[PROBLEM TO WORK ON] Report how many lines in the data below contain the word "window". Give only the number.

[RECORDS SHOWN]
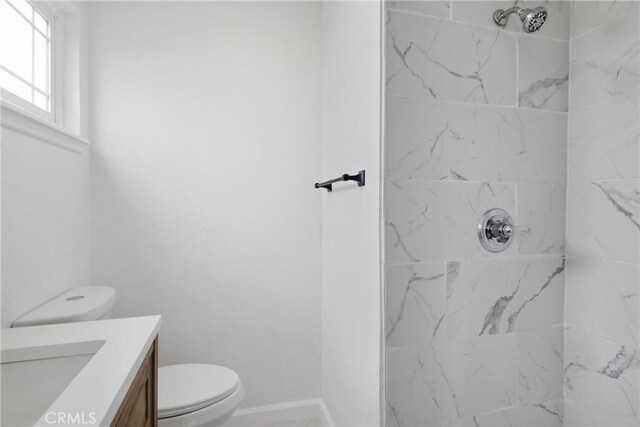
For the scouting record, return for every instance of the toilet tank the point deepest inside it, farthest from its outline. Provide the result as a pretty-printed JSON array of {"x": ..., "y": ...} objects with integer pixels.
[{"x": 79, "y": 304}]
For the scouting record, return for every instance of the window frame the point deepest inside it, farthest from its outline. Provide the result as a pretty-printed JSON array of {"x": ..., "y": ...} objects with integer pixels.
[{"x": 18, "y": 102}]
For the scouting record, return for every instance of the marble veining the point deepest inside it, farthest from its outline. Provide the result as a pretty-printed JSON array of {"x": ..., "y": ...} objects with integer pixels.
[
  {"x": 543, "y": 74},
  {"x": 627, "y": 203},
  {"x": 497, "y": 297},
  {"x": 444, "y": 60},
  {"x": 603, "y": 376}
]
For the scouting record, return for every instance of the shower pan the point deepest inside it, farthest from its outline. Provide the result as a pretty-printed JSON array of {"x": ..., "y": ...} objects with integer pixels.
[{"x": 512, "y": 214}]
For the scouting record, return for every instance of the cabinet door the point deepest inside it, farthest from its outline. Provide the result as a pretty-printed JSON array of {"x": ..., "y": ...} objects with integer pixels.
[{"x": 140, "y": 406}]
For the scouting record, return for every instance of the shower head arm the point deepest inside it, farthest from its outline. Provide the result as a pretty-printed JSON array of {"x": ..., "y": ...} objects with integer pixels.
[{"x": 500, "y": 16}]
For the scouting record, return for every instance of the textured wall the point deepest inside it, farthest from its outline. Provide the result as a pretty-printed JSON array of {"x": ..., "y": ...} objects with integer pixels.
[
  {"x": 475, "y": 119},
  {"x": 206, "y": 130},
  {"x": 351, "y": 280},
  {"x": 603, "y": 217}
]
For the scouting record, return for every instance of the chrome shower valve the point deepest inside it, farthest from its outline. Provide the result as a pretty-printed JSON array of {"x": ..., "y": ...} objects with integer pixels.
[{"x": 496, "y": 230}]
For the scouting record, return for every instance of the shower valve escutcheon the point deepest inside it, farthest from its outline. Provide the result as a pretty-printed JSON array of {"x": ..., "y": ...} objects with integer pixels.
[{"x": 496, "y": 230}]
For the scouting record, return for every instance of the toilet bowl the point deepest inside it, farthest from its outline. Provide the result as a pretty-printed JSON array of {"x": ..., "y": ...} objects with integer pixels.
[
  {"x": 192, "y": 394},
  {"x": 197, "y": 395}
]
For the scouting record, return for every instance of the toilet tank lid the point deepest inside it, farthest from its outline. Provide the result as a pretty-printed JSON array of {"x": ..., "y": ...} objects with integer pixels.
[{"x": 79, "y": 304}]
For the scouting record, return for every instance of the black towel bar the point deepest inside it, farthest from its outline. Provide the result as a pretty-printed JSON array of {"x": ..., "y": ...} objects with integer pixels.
---
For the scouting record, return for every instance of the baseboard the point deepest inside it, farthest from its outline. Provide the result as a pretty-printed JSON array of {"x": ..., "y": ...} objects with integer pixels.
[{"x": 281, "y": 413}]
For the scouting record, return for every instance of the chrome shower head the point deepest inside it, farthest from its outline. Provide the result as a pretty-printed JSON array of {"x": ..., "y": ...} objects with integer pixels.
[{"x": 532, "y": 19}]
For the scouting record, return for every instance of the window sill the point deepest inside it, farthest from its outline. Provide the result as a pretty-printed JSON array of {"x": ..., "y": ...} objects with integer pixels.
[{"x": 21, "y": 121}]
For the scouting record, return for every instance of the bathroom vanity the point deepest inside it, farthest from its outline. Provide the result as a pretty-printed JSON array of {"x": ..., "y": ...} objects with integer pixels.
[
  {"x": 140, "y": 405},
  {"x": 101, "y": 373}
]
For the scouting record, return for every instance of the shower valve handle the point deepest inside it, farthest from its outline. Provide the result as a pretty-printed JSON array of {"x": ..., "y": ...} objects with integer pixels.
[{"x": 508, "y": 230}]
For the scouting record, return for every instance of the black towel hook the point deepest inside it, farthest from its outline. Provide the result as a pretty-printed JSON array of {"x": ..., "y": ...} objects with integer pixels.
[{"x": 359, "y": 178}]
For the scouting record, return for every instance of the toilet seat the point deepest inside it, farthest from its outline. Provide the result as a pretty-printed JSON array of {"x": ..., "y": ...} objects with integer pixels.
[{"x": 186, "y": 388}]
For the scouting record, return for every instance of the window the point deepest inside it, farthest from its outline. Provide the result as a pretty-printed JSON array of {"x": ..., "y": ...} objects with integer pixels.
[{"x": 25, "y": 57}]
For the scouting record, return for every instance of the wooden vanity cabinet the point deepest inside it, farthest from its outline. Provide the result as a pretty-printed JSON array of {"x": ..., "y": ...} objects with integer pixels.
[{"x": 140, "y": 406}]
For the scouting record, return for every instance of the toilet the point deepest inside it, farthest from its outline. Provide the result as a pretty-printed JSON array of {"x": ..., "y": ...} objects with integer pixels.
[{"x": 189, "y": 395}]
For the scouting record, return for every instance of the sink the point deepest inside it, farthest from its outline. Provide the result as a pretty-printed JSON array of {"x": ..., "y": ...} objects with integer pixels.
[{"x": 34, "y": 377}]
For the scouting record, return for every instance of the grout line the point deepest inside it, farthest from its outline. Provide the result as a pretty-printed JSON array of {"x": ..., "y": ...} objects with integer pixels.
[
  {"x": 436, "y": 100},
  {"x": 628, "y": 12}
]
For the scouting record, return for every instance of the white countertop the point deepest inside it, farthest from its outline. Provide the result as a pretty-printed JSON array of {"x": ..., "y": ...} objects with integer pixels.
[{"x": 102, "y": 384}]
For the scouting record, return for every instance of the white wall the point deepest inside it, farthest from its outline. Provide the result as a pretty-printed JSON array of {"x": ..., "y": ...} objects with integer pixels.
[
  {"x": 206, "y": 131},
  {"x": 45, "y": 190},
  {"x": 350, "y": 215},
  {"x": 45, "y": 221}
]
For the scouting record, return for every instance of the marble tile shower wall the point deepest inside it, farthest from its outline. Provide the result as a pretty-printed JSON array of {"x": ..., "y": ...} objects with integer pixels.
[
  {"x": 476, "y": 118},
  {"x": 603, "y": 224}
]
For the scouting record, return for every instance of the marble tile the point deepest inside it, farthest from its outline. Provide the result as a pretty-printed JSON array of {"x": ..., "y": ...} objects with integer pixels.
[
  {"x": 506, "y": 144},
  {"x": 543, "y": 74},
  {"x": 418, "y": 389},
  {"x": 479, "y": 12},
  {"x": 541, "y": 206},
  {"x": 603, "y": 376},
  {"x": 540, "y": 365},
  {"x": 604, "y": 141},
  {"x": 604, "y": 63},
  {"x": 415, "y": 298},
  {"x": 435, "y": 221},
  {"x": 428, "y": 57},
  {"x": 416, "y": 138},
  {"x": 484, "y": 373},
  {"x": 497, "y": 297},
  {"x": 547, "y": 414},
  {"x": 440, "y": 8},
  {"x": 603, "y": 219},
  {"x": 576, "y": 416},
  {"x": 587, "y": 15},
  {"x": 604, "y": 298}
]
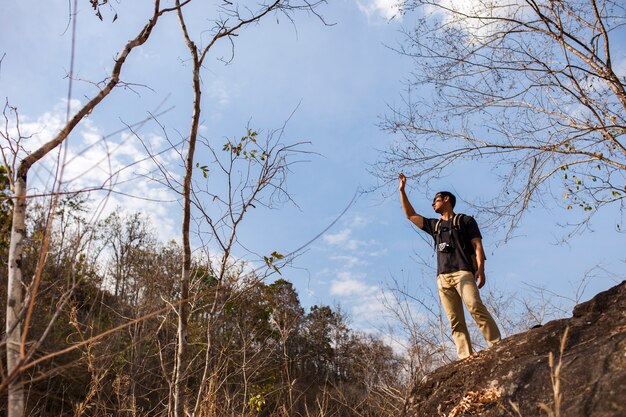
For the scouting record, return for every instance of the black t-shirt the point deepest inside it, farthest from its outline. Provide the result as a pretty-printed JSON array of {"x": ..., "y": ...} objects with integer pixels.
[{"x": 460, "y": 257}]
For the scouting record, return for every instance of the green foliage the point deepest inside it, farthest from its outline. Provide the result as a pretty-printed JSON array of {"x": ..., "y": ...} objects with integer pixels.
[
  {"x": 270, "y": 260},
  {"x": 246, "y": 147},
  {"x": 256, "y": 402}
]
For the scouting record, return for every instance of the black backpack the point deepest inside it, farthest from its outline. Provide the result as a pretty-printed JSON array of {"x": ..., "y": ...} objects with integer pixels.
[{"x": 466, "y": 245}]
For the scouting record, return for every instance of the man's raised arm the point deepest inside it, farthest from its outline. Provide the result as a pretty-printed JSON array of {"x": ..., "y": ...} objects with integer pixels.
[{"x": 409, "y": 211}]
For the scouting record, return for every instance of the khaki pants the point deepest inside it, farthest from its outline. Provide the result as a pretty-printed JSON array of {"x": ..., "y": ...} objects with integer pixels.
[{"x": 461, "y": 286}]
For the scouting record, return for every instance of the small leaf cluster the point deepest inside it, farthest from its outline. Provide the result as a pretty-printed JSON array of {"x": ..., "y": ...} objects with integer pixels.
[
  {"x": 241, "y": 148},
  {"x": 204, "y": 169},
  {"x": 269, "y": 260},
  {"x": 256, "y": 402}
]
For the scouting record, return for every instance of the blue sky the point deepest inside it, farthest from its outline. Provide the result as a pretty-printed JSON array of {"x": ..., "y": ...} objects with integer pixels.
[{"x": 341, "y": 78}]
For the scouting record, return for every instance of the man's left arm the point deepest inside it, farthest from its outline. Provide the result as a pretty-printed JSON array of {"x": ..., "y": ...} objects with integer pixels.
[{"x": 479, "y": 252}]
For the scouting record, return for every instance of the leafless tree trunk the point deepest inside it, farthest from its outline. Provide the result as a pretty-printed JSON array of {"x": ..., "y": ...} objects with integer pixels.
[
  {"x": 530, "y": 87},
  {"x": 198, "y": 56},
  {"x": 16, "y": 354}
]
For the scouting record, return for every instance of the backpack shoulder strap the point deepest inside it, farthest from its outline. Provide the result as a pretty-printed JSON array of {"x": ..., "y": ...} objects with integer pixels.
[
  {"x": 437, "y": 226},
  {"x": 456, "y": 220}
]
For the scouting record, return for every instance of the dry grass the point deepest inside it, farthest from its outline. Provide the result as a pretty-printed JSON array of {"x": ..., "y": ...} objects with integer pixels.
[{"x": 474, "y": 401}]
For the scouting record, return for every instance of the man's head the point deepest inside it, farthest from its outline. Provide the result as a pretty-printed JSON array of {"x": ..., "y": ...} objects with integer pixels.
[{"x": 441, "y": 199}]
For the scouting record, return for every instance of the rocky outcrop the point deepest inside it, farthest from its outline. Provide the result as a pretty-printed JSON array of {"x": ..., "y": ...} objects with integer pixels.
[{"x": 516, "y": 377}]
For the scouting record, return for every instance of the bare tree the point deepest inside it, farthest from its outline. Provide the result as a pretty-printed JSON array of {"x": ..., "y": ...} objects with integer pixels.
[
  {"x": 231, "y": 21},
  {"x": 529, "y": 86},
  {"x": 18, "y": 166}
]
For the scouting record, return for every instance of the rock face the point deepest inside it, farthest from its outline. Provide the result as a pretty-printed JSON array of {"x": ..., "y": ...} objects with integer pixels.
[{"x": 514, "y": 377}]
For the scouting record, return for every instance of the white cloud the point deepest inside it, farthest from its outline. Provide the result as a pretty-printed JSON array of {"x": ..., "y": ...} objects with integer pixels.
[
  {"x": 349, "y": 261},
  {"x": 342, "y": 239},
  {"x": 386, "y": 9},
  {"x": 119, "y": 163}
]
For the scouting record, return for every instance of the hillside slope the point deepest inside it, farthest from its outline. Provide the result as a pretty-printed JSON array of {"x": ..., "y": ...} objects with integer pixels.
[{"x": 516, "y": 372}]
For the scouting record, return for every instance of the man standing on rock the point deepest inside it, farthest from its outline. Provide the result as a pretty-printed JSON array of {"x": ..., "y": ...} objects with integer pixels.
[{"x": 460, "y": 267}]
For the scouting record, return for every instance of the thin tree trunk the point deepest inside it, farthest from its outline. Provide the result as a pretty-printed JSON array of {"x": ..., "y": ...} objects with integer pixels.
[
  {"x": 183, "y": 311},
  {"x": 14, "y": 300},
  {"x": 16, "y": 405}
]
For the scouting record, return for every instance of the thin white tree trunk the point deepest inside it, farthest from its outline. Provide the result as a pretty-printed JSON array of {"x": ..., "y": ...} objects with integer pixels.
* * *
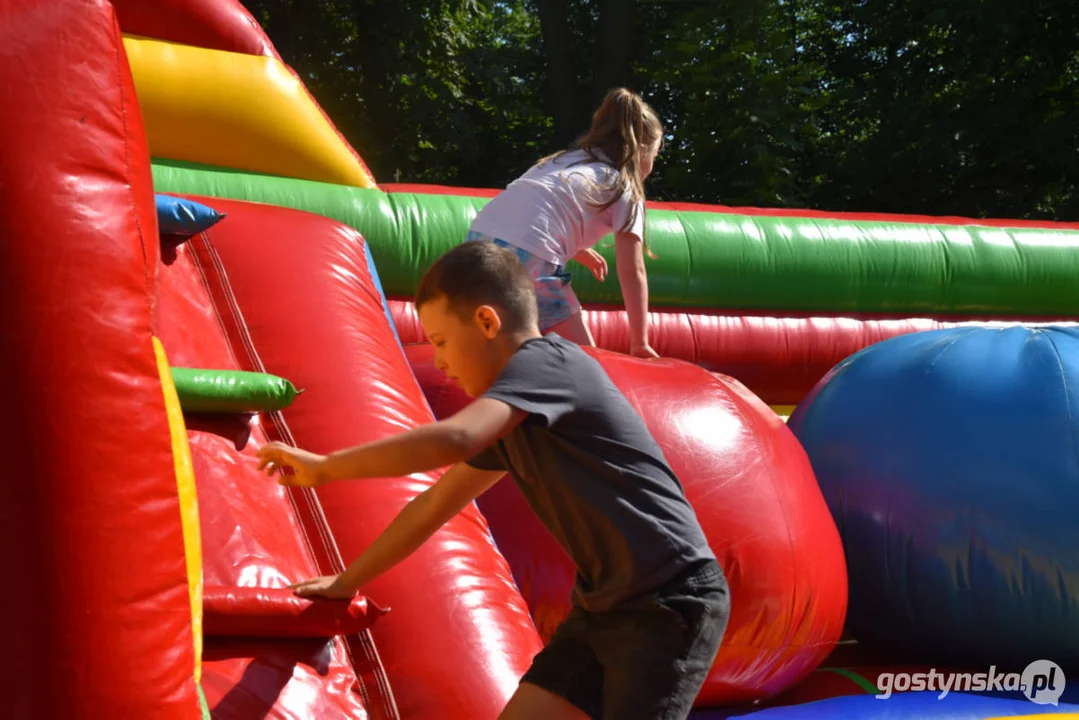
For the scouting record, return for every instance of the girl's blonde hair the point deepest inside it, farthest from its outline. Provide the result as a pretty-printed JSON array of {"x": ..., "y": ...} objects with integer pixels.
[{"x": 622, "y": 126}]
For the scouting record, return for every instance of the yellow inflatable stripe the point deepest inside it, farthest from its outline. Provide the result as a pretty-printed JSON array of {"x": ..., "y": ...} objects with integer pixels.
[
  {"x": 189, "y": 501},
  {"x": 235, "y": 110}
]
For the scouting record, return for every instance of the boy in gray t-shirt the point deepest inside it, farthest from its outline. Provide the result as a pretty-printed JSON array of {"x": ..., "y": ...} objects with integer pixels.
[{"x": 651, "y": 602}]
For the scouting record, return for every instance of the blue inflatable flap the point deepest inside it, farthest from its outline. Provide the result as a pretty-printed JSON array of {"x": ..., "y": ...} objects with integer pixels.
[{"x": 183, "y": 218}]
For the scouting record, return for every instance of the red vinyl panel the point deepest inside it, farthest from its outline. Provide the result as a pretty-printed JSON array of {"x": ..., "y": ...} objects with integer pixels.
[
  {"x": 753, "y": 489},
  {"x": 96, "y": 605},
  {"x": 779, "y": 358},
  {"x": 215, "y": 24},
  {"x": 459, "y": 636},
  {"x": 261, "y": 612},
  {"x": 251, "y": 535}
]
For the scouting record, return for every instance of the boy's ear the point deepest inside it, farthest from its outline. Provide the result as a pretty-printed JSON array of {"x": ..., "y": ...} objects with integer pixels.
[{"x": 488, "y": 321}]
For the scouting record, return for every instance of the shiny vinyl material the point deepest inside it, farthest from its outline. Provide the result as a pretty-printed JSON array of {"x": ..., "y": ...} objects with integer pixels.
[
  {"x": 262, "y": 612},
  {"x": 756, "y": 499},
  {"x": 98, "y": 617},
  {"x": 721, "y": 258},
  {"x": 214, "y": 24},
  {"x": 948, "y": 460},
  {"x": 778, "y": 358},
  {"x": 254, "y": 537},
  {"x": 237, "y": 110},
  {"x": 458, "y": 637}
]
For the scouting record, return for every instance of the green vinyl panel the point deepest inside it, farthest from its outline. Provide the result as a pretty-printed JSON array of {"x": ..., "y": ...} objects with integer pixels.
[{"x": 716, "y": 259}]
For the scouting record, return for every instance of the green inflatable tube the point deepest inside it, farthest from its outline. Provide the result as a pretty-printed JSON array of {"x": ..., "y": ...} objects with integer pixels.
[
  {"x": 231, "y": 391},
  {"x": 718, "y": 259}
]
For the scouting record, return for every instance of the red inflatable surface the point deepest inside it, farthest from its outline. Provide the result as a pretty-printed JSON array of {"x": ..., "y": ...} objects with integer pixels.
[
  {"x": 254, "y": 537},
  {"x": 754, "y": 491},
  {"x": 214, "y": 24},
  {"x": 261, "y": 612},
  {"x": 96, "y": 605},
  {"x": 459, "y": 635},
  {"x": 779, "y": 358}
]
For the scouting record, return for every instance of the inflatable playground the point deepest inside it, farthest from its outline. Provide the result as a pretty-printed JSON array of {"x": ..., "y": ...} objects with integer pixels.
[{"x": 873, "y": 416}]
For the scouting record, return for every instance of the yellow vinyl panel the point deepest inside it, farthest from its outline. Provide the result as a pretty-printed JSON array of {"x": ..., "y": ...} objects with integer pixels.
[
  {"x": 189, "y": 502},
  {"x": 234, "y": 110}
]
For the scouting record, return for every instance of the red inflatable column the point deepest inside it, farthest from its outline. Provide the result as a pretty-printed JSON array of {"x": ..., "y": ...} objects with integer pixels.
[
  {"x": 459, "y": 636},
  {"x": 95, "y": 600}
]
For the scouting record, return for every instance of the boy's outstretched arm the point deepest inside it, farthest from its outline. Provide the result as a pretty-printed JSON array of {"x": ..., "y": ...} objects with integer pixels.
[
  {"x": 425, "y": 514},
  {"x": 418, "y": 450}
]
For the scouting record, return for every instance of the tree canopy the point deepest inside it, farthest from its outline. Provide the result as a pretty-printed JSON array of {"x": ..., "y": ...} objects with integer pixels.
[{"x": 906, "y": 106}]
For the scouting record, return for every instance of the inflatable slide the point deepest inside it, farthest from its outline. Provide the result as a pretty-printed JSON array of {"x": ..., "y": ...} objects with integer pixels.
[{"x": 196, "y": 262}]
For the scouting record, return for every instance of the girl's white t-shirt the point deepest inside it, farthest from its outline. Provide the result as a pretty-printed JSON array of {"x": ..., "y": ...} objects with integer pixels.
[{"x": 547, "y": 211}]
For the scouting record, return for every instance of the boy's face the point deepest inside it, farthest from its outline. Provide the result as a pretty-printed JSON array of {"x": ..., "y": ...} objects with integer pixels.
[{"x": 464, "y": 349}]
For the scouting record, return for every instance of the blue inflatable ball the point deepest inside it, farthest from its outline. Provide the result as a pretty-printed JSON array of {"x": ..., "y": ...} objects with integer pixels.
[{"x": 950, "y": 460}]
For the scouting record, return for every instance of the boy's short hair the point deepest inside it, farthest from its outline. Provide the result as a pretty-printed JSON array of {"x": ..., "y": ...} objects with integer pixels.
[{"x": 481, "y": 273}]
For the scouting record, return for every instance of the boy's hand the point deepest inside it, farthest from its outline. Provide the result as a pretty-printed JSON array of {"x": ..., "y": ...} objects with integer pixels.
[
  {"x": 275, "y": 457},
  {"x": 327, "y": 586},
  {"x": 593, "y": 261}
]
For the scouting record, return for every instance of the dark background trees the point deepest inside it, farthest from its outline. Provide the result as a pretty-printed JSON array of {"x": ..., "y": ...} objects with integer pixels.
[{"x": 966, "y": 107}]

[RESPONSE FOR THIS EXERCISE] 3